| Record excerpts |
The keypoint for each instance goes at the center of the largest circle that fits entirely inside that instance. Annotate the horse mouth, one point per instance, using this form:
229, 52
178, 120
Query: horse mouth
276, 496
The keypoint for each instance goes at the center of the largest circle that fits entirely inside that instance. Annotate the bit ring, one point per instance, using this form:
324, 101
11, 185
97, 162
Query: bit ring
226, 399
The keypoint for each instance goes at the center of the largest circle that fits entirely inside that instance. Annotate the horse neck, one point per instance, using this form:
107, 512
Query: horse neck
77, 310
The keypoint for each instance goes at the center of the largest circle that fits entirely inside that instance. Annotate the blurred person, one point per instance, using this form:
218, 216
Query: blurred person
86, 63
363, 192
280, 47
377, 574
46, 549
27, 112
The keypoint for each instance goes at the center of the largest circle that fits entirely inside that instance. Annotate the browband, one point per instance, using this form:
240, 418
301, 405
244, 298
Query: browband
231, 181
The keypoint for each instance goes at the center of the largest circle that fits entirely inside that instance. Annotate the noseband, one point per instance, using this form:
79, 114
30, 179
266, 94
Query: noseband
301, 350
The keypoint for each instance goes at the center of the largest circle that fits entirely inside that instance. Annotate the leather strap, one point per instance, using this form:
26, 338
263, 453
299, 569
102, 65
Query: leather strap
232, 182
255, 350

| Directions for this task |
Please copy out each record, character for character.

| Your solution |
The keypoint for each instance goes at the center of the largest circle that fits entirely inside that instance. Annotate the horse mouth, one point per instance, using this form:
229, 52
178, 120
Query: horse mouth
276, 496
The keypoint for each instance goes at the center of the largest circle that fits entirely inside that instance. Annotate the bit ring, one point per instance, using this form:
324, 101
11, 185
97, 162
Query: bit ring
226, 399
The keypoint for each instance goes at the center of the largest circle that fits entirely inside that instance. Annotate the horse neck, one point per instance, using this form:
107, 512
Query: horse neck
77, 310
The keypoint for each instance goes at the center of the largest circle that fits entirely inside that instance. Annotate the blurred person, one point per instance, using this form:
218, 216
Query: blurred person
86, 63
363, 192
280, 47
377, 574
46, 549
27, 112
The keypoint for each instance goes at the center of the largest circle that fits entirely inside that instance. Annotate the browband, one point per instance, using this form:
240, 418
301, 405
244, 298
Query: browband
231, 181
The keypoint for each instance goes at the center of the largest circle that fits entirely inside that instance. Annotate the noseband, one point per instance, using this form:
79, 114
30, 179
266, 94
Query: noseband
301, 350
The keypoint for each instance goes at the center of the largest circle that fits entirely inside that instance. Annotate the leather strap, one point per instance, using this form:
26, 338
263, 453
299, 569
102, 65
Query: leather strap
232, 182
255, 350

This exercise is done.